Cuando el Señor la vio, se compadeció de ella y le dijo: No llores
1 Reyes 17,17-24
Gálatas 1,11-19
Lucas 7,11-17
En este domingo se nos proponen tres personajes bíblicos para nuestra meditación: el profeta Elías, el apóstol san Pablo y Jesús de Nazaret. Tanto Elías como Jesús realizan un milagro semejante; san Pablo, en cambio, nos comparte su experiencia vocacional, es decir, nos habla acerca del llamado que Dios le hizo para ser apóstol, predicador del Evangelio de Jesucristo entre los paganos.
Comencemos hablando de lo que nos narra Pablo en el texto de la carta a los Gálatas. San Pablo comenta cómo era su vida antes de conocer al Señor: “yo perseguía encarnizadamente a la Iglesia de Dios, tratando de destruirla…”; luego nos dice que tuvo un encuentro con Jesucristo (camino a Damasco): “Un día (Dios) quiso revelarme a su Hijo”; ese gran encuentro marca fuertemente a Pablo, de tal manera que él se convierte, por voluntad de Dios, en apóstol de los gentiles: “para que yo lo anunciara entre los paganos…”. Posteriormente a este encuentro que cambió la vida de Pablo, él se retira unos años para reflexionar, para asimilar todo lo que estaba sucediendo en su persona, quizá para empaparse más de los textos bíblicos: “…me trasladé a Arabia y después regresé a Damasco…”. Interesante es el final de la segunda lectura; san Pablo va a Jerusalén, para ver a Pedro: “y estuve con él quince días…”. Encuentro con Cristo, conversión, formación, apostolado y comunión con la Iglesia son, sin duda, las grandes enseñanzas que nos da el apóstol san Pablo en este texto bíblico.

| Tareas pendientes |
1. Según la reflexión sobre las lecturas dominicales, ¿con qué fin se retira Pablo unos años después de su encuentro con Jesucristo? Responda en una a tres oraciones.
2. Prosiga la reflexión sobre las lecturas dominicales a partir de su último párrafo.
Las entradas no hacen falta aquí.

| Datos del ejercicio |
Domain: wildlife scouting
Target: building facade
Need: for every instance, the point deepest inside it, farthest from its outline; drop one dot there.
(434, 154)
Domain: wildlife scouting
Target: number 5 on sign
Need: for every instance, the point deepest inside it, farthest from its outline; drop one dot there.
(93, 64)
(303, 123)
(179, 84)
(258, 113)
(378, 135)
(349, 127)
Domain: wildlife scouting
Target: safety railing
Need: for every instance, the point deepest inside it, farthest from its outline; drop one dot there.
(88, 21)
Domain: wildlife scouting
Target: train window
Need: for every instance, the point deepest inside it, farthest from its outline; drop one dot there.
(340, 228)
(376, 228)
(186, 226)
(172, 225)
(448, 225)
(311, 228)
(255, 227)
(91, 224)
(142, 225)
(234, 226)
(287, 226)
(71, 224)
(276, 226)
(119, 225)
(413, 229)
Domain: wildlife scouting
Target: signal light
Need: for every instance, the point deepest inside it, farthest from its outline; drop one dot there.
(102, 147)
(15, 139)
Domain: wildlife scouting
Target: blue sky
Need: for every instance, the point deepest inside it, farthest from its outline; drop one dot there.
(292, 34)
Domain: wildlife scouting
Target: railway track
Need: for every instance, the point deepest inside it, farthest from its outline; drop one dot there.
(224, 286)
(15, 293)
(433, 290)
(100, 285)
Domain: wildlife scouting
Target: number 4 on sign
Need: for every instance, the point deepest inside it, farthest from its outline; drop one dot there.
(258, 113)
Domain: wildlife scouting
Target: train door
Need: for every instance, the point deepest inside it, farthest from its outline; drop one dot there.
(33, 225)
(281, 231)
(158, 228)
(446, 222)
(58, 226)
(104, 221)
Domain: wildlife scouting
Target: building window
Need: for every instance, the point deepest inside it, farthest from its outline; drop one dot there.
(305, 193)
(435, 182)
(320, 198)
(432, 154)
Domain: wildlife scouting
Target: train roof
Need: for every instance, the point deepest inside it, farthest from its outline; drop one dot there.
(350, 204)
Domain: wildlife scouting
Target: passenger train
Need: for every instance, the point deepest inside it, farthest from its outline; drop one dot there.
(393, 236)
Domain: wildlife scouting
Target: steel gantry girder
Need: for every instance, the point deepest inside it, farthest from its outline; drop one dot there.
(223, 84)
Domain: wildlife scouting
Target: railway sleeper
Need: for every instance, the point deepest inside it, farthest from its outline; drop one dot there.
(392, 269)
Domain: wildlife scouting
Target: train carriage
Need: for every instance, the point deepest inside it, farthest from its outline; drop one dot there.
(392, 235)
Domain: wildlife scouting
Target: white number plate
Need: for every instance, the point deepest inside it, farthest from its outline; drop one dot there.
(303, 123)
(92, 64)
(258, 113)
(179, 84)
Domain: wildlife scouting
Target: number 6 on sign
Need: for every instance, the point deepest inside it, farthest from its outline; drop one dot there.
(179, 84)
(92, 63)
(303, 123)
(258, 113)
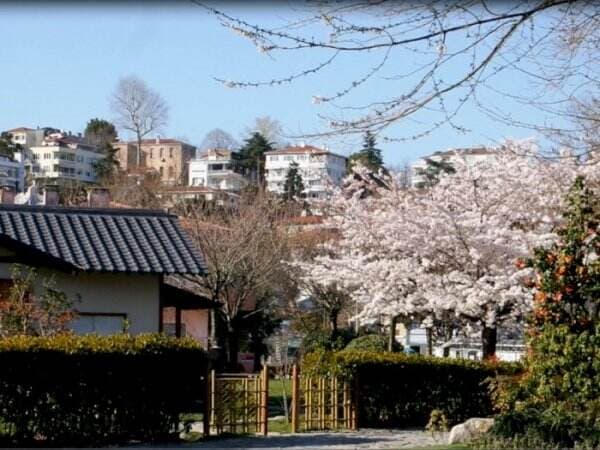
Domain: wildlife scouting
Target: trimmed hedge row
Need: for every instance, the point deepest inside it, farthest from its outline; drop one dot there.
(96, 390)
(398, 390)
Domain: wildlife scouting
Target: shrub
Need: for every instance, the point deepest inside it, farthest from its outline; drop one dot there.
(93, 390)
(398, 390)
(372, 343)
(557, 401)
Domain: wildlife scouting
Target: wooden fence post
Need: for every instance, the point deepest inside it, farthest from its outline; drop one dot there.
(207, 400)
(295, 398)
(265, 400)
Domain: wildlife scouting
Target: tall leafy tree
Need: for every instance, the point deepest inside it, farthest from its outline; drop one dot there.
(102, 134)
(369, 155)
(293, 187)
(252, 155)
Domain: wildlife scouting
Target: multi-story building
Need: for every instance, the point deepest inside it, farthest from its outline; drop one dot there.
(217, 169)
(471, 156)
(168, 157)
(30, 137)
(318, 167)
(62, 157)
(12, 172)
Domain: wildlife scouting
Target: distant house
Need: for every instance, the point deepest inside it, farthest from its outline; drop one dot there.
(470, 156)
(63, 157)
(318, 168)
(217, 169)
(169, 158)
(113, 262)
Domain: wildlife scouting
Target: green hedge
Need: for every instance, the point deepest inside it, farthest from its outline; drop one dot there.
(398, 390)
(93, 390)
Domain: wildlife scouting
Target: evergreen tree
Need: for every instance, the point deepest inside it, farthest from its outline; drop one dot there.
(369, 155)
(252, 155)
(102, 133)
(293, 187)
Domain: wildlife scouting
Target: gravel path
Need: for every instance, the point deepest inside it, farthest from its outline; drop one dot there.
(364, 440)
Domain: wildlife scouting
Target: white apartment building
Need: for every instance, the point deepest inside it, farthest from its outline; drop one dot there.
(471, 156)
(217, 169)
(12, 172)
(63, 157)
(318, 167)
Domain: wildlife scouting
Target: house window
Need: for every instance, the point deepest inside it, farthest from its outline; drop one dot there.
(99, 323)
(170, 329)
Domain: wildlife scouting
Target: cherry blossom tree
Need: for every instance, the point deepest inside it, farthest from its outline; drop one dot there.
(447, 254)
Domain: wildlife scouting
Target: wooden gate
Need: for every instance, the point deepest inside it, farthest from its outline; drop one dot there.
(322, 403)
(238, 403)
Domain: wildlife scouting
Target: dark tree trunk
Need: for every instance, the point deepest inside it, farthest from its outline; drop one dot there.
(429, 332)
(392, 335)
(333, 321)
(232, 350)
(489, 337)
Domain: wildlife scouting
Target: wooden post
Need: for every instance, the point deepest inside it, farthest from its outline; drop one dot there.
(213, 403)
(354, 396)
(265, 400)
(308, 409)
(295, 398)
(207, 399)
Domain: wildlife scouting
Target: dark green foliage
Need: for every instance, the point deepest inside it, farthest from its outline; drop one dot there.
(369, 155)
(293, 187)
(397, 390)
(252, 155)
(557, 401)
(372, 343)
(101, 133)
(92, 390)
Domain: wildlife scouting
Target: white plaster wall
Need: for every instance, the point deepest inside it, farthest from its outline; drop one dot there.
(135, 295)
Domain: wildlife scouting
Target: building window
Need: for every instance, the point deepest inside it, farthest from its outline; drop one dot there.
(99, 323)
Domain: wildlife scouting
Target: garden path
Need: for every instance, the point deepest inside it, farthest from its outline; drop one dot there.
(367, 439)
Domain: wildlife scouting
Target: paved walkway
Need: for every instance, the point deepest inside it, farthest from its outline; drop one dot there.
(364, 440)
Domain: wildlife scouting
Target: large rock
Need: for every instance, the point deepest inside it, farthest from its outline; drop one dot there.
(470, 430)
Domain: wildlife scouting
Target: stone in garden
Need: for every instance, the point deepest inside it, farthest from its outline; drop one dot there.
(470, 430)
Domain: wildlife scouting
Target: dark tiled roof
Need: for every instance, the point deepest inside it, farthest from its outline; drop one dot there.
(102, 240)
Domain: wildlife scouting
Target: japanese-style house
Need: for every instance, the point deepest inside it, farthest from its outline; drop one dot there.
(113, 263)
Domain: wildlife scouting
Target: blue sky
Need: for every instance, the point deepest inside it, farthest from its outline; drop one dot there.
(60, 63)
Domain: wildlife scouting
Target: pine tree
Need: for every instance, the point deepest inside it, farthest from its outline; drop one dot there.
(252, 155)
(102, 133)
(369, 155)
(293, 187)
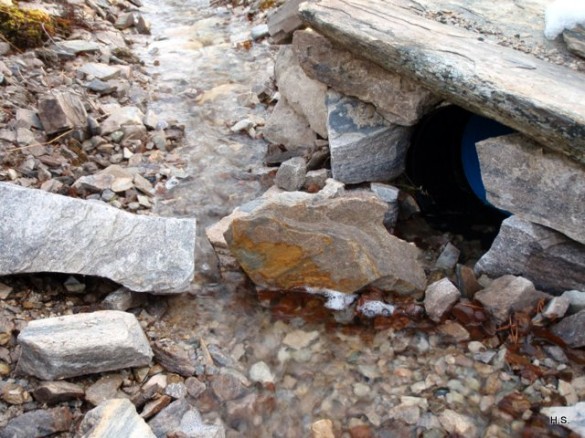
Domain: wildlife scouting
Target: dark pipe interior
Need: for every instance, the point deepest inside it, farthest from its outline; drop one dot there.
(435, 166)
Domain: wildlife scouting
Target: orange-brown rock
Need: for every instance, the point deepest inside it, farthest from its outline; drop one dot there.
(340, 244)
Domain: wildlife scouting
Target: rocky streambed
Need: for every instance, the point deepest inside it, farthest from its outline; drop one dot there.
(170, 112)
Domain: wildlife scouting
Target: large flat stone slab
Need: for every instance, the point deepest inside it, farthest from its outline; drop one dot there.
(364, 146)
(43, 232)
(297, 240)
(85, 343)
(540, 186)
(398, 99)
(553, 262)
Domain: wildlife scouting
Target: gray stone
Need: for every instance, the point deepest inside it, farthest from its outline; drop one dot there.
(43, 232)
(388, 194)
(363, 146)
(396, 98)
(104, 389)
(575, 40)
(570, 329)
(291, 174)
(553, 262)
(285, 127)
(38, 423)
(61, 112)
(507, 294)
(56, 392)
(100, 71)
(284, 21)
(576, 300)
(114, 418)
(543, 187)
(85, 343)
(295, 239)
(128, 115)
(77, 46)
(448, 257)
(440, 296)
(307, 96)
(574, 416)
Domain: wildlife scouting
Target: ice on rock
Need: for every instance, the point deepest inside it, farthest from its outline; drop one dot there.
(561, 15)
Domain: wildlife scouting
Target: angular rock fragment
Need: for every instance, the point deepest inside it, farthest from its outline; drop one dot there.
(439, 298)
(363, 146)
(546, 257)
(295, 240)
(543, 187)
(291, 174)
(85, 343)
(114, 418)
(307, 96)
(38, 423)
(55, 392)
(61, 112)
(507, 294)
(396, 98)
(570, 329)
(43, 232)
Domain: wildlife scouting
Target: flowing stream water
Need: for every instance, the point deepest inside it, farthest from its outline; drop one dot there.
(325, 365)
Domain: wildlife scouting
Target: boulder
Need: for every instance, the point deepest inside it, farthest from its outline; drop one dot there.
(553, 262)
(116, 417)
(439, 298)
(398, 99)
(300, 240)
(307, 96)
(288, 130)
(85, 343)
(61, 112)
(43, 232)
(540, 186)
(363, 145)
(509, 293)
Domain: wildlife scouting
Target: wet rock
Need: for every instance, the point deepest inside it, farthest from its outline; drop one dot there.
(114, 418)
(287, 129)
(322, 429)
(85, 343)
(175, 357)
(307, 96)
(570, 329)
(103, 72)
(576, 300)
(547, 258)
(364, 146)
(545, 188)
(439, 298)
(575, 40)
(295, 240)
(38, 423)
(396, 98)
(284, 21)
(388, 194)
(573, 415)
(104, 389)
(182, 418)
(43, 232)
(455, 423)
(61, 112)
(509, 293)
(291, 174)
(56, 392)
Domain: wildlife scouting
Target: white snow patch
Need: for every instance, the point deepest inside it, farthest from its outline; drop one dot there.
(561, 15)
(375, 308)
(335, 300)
--
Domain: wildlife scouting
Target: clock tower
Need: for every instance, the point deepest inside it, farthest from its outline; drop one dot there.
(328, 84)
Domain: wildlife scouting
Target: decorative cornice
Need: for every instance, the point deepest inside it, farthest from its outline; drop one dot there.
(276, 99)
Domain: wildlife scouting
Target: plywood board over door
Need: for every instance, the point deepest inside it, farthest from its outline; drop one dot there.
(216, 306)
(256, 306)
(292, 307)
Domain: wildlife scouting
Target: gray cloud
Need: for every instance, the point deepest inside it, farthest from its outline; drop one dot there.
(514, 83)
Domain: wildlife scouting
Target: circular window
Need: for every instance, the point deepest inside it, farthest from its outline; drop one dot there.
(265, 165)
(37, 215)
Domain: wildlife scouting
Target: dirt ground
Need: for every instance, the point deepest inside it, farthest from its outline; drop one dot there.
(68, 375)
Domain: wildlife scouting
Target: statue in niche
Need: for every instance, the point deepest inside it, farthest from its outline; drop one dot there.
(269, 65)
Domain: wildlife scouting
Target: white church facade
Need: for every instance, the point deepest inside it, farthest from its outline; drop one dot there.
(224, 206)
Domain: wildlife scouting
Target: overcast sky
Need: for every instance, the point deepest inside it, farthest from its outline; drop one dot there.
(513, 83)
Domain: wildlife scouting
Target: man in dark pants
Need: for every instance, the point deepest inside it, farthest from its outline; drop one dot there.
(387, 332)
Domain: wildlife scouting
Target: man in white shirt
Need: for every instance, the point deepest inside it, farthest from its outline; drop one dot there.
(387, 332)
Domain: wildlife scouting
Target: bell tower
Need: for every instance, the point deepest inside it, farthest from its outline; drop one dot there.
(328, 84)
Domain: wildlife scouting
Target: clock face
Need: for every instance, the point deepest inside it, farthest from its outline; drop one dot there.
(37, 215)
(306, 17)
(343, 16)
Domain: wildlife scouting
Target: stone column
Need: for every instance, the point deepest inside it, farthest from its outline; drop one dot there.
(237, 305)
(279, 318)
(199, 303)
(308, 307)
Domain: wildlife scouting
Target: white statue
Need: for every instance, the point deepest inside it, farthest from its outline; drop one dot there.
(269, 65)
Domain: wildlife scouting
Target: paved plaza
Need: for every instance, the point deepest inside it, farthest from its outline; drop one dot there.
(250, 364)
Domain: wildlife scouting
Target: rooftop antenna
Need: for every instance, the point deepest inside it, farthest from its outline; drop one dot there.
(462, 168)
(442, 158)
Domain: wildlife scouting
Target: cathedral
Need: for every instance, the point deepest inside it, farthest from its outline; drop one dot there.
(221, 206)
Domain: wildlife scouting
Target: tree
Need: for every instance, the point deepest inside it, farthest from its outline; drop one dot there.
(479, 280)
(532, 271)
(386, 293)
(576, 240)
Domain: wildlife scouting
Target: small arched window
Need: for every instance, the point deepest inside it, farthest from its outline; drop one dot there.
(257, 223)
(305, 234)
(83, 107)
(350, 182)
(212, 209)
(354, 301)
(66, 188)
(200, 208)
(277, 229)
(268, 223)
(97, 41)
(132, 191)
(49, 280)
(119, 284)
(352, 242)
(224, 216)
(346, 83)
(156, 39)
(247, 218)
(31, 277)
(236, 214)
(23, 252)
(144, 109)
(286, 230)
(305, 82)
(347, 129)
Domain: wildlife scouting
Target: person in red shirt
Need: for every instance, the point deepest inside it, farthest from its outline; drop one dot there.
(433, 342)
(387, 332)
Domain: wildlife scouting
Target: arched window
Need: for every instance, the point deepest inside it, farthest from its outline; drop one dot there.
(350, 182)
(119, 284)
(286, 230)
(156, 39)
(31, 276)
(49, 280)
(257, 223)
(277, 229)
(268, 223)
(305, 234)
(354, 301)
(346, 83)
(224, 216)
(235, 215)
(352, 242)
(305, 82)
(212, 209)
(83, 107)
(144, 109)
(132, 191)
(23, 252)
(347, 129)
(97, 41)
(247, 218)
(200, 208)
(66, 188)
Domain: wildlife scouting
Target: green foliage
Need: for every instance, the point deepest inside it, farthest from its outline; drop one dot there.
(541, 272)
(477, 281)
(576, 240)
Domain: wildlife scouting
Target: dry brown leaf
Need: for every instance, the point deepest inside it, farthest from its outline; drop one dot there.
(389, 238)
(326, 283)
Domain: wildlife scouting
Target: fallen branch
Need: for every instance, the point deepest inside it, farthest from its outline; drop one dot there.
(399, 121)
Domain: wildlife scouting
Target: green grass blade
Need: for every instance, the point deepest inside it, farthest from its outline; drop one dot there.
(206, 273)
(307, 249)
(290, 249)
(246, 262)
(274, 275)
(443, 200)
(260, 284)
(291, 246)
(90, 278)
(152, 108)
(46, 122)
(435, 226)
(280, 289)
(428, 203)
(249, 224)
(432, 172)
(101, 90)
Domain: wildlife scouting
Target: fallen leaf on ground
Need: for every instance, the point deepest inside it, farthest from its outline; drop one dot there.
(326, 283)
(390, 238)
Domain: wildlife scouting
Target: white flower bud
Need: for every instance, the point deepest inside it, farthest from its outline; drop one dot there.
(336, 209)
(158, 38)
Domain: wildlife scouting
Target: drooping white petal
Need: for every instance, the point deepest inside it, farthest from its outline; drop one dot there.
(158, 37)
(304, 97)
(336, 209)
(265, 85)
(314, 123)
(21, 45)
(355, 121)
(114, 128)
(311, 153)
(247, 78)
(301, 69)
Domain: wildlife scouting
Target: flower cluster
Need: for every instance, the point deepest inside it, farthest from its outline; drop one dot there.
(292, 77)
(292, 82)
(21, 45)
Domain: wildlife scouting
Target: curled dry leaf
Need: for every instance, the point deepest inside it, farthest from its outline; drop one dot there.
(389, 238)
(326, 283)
...
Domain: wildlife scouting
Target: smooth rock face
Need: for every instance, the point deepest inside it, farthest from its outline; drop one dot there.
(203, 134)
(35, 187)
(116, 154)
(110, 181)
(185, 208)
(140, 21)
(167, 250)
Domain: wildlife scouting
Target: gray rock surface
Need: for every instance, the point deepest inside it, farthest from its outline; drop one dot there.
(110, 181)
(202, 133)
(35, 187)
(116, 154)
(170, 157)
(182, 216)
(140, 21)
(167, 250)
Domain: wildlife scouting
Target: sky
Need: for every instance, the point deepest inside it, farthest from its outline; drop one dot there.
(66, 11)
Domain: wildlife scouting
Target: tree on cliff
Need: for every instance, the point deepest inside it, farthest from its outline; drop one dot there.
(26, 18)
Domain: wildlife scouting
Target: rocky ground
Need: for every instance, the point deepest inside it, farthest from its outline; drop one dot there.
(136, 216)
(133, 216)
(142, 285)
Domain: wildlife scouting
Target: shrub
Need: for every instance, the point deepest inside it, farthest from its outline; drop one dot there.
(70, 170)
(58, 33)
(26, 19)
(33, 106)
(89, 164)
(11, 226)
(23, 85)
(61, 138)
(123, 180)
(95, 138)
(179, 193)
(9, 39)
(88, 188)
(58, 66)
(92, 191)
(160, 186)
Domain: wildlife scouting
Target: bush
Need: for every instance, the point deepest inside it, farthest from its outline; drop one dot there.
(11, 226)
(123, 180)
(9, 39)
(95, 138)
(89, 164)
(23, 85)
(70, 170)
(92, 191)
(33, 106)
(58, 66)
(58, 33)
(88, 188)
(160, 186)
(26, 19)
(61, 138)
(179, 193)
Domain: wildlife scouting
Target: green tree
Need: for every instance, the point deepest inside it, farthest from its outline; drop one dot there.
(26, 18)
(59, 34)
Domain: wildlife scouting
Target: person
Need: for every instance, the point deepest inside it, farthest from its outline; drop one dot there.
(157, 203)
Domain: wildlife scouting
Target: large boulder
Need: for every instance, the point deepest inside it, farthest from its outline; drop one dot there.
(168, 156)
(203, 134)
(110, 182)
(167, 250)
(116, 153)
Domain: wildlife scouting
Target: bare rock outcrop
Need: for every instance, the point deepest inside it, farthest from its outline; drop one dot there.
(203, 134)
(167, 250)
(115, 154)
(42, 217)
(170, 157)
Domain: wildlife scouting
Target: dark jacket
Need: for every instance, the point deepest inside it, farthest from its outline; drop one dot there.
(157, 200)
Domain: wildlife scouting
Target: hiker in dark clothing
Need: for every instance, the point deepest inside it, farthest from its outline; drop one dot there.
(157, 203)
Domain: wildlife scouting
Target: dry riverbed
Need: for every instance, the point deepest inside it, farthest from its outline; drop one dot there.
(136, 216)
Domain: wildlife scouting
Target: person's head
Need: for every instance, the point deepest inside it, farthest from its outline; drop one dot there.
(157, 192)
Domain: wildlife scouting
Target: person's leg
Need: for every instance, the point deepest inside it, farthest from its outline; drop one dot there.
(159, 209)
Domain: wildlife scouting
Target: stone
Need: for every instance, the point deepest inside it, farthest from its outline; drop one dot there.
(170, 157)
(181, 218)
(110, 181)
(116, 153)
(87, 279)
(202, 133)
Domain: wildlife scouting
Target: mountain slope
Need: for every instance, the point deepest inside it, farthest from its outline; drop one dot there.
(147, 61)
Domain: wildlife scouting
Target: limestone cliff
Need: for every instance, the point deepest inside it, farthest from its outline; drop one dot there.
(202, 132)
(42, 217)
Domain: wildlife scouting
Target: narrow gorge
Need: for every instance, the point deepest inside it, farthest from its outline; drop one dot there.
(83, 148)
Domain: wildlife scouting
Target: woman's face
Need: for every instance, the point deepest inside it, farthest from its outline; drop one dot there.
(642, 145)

| Resultados esperados |
1. Pablo se retira para reflexionar y asimilar todo lo que estaba sucediendo en su persona. El texto añade que quizá también lo hizo para empaparse más de los textos bíblicos.

2.
Por otra parte, la primera lectura y el evangelio nos hablan del mismo tema, aunque con personajes y situaciones diferentes. La enseñanza fundamental es la misma: Dios es misericordioso no sólo con la gente de su pueblo, de su Iglesia, de su familia; él mira el sufrimiento de todos los seres humanos, sin distinción de raza, credo, clase social, sexo, edad, preparación académica, etc.; él se compadece y les tiende la mano a todos para ayudarlos. En efecto, las mujeres viudas beneficiadas con los milagros narrados en ambas lecturas bíblicas, no pertenecen a Israel, Pueblo de Dios, sin embargo, tanto Elías como Jesús les devuelven vivos a sus respectivos hijos. Nosotros debiéramos proceder de la misma manera como Dios actúa…
Detengámonos en el relato del evangelio de hoy domingo, resaltando las actitudes de Jesús ante el sufrimiento de la Viuda de Naím que acaba de perder a su hijo único: “Se compadeció de ella”; la consuela con palabras: “No llores”; se acerca a las personas y las toca: “Acercándose al ataúd, lo tocó…”; sus palabras tienen autoridad y poder: “Joven, yo te lo mando, levántate”. Y, una vez hecho el milagro, le entrega el hijo a su madre, regresándole a esta mujer, no sólo la alegría, sino también la esperanza y el soporte espiritual y material que, sin duda, representaba su hijo único, tanto en el tiempo presente como en el futuro. Estas actitudes de Jesús para con las personas que sufren las debemos hacer nuestras: cercanía, compasión y consuelo.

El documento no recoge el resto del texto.